>>>
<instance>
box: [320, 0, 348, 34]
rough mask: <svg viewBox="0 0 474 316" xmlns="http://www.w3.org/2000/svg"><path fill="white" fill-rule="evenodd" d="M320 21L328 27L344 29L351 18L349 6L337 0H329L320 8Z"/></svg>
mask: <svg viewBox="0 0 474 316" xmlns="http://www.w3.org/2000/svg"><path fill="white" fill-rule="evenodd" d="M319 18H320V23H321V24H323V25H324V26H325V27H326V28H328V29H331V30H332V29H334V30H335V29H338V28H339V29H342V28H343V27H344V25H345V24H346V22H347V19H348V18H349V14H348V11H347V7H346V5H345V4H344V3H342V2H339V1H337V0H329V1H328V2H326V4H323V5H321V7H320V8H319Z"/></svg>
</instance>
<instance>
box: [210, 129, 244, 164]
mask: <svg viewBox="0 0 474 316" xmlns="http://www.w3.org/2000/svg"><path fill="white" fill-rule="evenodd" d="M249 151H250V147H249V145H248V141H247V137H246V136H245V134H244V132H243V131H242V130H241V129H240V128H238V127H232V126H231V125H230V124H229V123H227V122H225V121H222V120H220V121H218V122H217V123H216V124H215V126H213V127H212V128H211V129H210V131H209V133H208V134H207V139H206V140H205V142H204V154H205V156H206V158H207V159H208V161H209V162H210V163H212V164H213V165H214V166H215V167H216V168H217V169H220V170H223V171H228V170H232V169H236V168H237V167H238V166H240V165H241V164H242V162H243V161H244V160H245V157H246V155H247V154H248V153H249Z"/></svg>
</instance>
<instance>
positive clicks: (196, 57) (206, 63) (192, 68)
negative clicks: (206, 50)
<<<
>>>
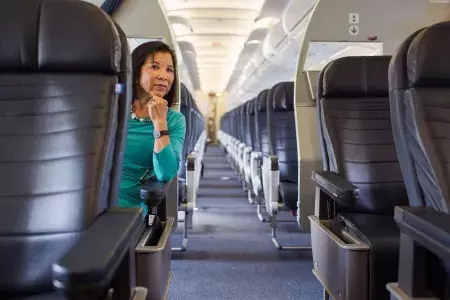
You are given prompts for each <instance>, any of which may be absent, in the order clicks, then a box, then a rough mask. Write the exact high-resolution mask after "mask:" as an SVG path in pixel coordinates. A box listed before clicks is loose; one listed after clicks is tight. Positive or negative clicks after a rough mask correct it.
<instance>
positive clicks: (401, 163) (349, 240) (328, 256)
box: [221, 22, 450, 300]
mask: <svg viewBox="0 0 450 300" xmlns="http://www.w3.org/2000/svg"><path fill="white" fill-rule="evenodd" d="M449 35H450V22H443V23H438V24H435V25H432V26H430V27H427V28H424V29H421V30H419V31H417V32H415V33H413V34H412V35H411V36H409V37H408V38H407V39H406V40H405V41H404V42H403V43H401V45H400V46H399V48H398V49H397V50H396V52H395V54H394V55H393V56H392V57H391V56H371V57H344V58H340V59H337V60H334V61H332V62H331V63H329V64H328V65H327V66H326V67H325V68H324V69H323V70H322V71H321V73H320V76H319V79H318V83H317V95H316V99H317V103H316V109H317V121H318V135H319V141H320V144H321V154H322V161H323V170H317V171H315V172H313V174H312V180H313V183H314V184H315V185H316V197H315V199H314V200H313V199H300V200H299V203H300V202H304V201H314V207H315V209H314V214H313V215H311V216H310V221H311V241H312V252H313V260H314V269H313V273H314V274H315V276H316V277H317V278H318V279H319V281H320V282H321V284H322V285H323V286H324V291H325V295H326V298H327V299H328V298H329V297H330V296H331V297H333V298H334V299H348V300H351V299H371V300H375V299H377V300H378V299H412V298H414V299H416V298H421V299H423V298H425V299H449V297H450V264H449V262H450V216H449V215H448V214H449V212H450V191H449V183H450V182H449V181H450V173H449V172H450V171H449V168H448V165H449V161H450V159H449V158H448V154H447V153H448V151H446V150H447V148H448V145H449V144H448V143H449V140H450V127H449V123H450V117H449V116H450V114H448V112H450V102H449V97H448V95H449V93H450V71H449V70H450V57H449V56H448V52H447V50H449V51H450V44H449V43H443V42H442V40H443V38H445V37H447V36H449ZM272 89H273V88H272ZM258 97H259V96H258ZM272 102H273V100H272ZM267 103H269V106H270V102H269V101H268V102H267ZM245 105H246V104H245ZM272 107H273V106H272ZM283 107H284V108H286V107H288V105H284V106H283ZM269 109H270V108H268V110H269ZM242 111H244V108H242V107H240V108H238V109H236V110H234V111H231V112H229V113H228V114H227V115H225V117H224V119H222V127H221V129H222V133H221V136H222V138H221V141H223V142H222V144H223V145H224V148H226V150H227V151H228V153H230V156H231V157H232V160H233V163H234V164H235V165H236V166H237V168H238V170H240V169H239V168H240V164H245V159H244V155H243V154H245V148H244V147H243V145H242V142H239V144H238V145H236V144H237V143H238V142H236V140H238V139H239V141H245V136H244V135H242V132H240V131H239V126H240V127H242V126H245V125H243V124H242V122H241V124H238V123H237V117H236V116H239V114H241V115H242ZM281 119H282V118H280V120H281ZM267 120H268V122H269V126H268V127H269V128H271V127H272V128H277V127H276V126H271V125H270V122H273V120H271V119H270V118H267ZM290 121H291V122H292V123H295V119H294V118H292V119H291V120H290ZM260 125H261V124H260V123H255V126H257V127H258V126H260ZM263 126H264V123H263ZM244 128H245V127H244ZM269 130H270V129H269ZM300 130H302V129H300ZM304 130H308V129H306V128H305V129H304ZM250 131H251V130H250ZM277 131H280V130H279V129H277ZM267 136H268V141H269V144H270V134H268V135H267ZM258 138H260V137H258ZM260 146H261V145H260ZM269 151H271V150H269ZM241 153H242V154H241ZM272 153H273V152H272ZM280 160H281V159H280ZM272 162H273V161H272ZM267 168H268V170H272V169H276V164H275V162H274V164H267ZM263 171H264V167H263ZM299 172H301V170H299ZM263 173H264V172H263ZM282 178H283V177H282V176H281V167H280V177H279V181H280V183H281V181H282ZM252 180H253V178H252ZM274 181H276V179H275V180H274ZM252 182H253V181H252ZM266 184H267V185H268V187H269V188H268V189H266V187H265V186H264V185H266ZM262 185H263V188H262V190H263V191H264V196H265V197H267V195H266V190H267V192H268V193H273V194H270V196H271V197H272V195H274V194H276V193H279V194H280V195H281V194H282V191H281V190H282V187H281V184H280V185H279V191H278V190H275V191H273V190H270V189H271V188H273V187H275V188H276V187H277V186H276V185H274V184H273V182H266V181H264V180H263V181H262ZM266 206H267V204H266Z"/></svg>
<<<
# What the exercise asks:
From the listing, reproduce every line where the word "negative" is present.

# Written response:
negative clicks: (206, 50)
You are given prompts for each <instance>, any of which may be absent, in the order clicks, then a box, then a rough mask. Write the exact high-resolution mask after "mask:" as an SVG path in pixel coordinates. A box listed before clicks is loose; one listed after clicks is tight. Positive or negative clicks after a rough mask correct it.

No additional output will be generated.